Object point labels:
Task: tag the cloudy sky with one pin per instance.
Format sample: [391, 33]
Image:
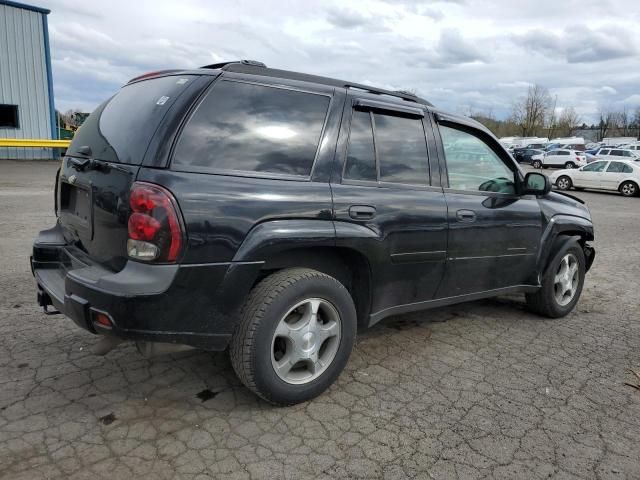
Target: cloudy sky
[463, 55]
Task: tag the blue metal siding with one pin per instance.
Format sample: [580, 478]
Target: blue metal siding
[24, 79]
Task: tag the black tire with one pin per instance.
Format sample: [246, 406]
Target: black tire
[544, 302]
[629, 189]
[267, 303]
[564, 183]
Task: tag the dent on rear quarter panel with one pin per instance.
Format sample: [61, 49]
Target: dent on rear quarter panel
[220, 210]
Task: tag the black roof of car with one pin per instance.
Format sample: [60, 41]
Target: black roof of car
[258, 68]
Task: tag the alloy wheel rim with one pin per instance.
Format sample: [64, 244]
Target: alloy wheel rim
[306, 341]
[565, 282]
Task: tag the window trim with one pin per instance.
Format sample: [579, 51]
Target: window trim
[249, 173]
[17, 117]
[367, 106]
[493, 145]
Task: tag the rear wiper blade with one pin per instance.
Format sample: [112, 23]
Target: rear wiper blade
[79, 165]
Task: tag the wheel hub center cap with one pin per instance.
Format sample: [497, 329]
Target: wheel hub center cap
[308, 341]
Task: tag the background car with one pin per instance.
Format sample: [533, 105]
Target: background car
[620, 175]
[528, 155]
[617, 153]
[563, 157]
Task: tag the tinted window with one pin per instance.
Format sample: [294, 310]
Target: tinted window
[120, 129]
[253, 128]
[402, 149]
[473, 165]
[594, 167]
[616, 167]
[361, 160]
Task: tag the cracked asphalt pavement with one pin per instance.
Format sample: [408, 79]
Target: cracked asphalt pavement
[479, 390]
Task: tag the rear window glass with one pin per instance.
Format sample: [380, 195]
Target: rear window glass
[120, 129]
[253, 128]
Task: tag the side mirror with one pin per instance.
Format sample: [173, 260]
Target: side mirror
[536, 184]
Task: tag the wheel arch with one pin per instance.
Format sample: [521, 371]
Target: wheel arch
[349, 266]
[280, 244]
[563, 229]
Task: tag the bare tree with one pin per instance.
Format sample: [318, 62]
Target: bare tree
[530, 113]
[552, 120]
[568, 122]
[605, 123]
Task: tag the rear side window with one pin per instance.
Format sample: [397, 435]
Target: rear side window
[619, 167]
[120, 129]
[361, 158]
[253, 128]
[402, 149]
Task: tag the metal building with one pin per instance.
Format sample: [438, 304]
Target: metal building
[26, 86]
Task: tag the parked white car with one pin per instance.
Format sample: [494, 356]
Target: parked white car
[564, 157]
[618, 154]
[620, 175]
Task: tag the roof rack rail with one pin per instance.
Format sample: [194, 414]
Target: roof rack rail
[258, 68]
[253, 63]
[410, 97]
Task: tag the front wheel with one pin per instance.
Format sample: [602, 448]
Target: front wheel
[561, 284]
[294, 337]
[563, 183]
[629, 189]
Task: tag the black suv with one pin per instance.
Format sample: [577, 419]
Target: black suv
[275, 212]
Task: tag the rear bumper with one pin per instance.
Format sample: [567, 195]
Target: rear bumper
[195, 305]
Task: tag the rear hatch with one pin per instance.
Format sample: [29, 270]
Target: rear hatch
[92, 194]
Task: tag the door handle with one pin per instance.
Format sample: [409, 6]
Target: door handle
[362, 212]
[466, 216]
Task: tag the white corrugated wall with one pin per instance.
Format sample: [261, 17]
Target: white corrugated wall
[23, 79]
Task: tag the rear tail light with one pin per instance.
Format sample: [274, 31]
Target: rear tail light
[155, 229]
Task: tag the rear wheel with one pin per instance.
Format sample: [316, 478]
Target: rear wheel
[629, 189]
[295, 335]
[561, 284]
[563, 183]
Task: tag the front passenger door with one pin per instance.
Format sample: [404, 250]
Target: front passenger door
[494, 232]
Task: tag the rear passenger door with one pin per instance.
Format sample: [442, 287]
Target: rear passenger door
[494, 232]
[614, 174]
[385, 203]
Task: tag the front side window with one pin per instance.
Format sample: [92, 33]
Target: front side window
[361, 157]
[594, 167]
[402, 149]
[473, 165]
[253, 128]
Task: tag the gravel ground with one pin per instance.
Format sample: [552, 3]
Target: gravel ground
[480, 390]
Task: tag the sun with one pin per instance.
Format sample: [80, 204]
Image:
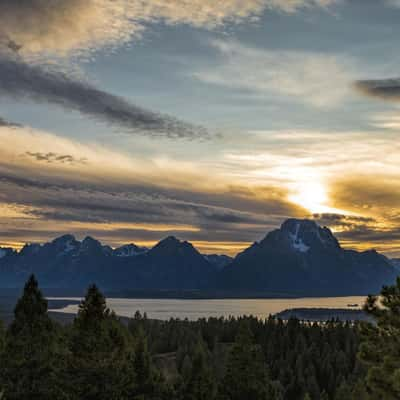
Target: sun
[311, 196]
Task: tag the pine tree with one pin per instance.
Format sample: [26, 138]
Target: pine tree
[200, 384]
[246, 375]
[380, 349]
[101, 355]
[33, 355]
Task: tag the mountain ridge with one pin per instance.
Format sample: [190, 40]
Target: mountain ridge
[298, 258]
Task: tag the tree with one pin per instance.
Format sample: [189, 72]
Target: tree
[101, 353]
[199, 384]
[246, 375]
[150, 384]
[380, 348]
[33, 355]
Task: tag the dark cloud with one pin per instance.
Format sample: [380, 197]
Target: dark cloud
[56, 158]
[9, 124]
[216, 217]
[24, 81]
[386, 89]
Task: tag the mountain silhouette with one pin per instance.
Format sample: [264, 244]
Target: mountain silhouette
[299, 258]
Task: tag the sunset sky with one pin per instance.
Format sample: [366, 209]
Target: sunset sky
[213, 121]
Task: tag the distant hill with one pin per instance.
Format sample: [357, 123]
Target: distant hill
[299, 259]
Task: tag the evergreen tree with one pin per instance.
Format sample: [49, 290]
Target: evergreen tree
[246, 375]
[101, 355]
[200, 384]
[150, 384]
[32, 355]
[380, 349]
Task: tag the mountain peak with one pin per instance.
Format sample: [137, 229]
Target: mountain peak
[302, 236]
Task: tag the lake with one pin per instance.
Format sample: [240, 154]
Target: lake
[164, 309]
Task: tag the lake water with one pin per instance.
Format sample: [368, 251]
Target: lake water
[193, 309]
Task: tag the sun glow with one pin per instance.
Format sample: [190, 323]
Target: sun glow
[313, 197]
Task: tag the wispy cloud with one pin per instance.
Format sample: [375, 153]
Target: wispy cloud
[21, 80]
[385, 89]
[67, 26]
[313, 78]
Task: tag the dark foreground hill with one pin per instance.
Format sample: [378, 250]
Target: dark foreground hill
[299, 259]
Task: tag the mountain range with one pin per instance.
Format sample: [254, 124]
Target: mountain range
[300, 258]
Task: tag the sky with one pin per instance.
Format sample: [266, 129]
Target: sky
[213, 121]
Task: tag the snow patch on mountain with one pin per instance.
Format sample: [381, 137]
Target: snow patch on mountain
[130, 250]
[297, 242]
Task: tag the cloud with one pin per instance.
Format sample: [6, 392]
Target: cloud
[4, 122]
[63, 27]
[56, 158]
[21, 80]
[385, 89]
[119, 198]
[317, 79]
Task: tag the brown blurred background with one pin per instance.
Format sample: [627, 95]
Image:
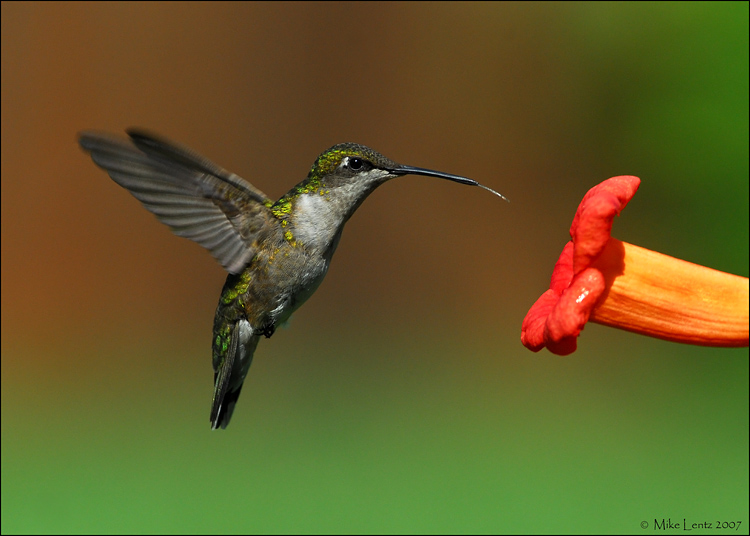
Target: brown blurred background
[404, 374]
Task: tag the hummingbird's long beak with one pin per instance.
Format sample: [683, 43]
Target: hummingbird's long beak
[410, 170]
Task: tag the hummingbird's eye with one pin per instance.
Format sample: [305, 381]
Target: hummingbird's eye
[355, 164]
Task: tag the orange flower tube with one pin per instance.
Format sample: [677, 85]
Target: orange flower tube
[601, 279]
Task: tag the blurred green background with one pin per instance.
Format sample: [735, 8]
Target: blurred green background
[400, 399]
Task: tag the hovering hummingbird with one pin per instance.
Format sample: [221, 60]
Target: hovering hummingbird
[276, 253]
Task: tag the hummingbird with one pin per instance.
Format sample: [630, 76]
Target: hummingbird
[276, 252]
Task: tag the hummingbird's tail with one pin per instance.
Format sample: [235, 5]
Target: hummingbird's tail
[230, 370]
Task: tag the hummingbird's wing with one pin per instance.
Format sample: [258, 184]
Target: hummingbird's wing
[196, 198]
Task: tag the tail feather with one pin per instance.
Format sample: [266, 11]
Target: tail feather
[231, 373]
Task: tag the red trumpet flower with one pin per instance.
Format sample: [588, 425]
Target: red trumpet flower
[601, 279]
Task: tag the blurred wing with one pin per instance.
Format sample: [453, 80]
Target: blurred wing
[196, 198]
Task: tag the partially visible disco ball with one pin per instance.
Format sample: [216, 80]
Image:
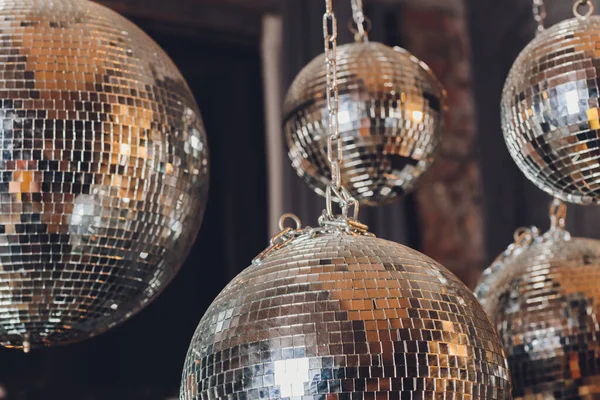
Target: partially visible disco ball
[341, 317]
[103, 170]
[551, 114]
[390, 115]
[545, 302]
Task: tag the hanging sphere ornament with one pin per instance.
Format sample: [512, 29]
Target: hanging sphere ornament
[390, 119]
[550, 109]
[103, 171]
[543, 294]
[339, 314]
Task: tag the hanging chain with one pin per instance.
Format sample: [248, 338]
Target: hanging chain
[580, 4]
[335, 190]
[361, 32]
[334, 144]
[539, 14]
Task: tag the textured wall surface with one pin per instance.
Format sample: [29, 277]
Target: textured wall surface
[449, 200]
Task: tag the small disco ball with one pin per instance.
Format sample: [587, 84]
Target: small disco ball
[551, 114]
[545, 302]
[345, 318]
[103, 170]
[390, 119]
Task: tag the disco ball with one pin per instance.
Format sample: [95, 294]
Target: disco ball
[103, 170]
[345, 318]
[545, 302]
[550, 111]
[390, 118]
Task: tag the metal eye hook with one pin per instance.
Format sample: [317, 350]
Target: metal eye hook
[291, 216]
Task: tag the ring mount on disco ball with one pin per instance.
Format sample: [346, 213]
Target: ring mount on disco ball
[551, 109]
[103, 171]
[390, 117]
[543, 295]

• _Stated goal_
The line that contains "Task: tag the hummingbird's wing" opens the part to copy, and the last line of the records closes it; set down those lines exactly, pictures excluded.

• _Answer to this task_
Task: tag the hummingbird's wing with one pin per instance.
Format sample: [258, 184]
Target: hummingbird's wing
[196, 198]
Task: tag the tail feather with one pin per instance.
Format sample: [266, 11]
Target: tail feather
[231, 373]
Task: tag the red trumpet flower with one pin per instance.
Format sample: [588, 425]
Target: red trumpet flower
[601, 279]
Task: tag the blurred wing with one pin per instance.
Format sample: [453, 80]
Target: blurred wing
[196, 198]
Task: tag the partially visible disco ball with one pin per instance.
Format sample: [216, 80]
Image:
Target: partially visible disco ball
[341, 317]
[103, 170]
[551, 114]
[390, 115]
[545, 302]
Task: tag the hanging sphere ornament with one pin per instance.
Format sample: [512, 29]
Target: hanging sphere ornament
[390, 119]
[550, 109]
[103, 171]
[543, 294]
[339, 314]
Task: tag the hanging chain with one pin per instance.
Format sample: [248, 338]
Target: hanging chain
[580, 4]
[335, 190]
[361, 32]
[334, 144]
[539, 14]
Task: tag the textured wall surface with one pin per instance.
Format sample: [29, 277]
Target: textured wall surface
[449, 200]
Task: tag the small disco ball with one pin per instance.
Format sample: [587, 84]
Target: small disco ball
[551, 114]
[545, 302]
[345, 318]
[103, 170]
[390, 119]
Task: tag the disco ball with one pin per instance.
Format sample: [95, 294]
Target: disco ball
[103, 170]
[345, 318]
[545, 302]
[550, 111]
[390, 118]
Task: tag the metal eye hook with one pin per instance.
Format sample: [317, 350]
Target: metal eye hook
[291, 216]
Task: tag the ring mount on disco ball with one pin per instance.
Format sample: [346, 213]
Target: ring mount on disco ball
[551, 109]
[103, 171]
[390, 117]
[543, 295]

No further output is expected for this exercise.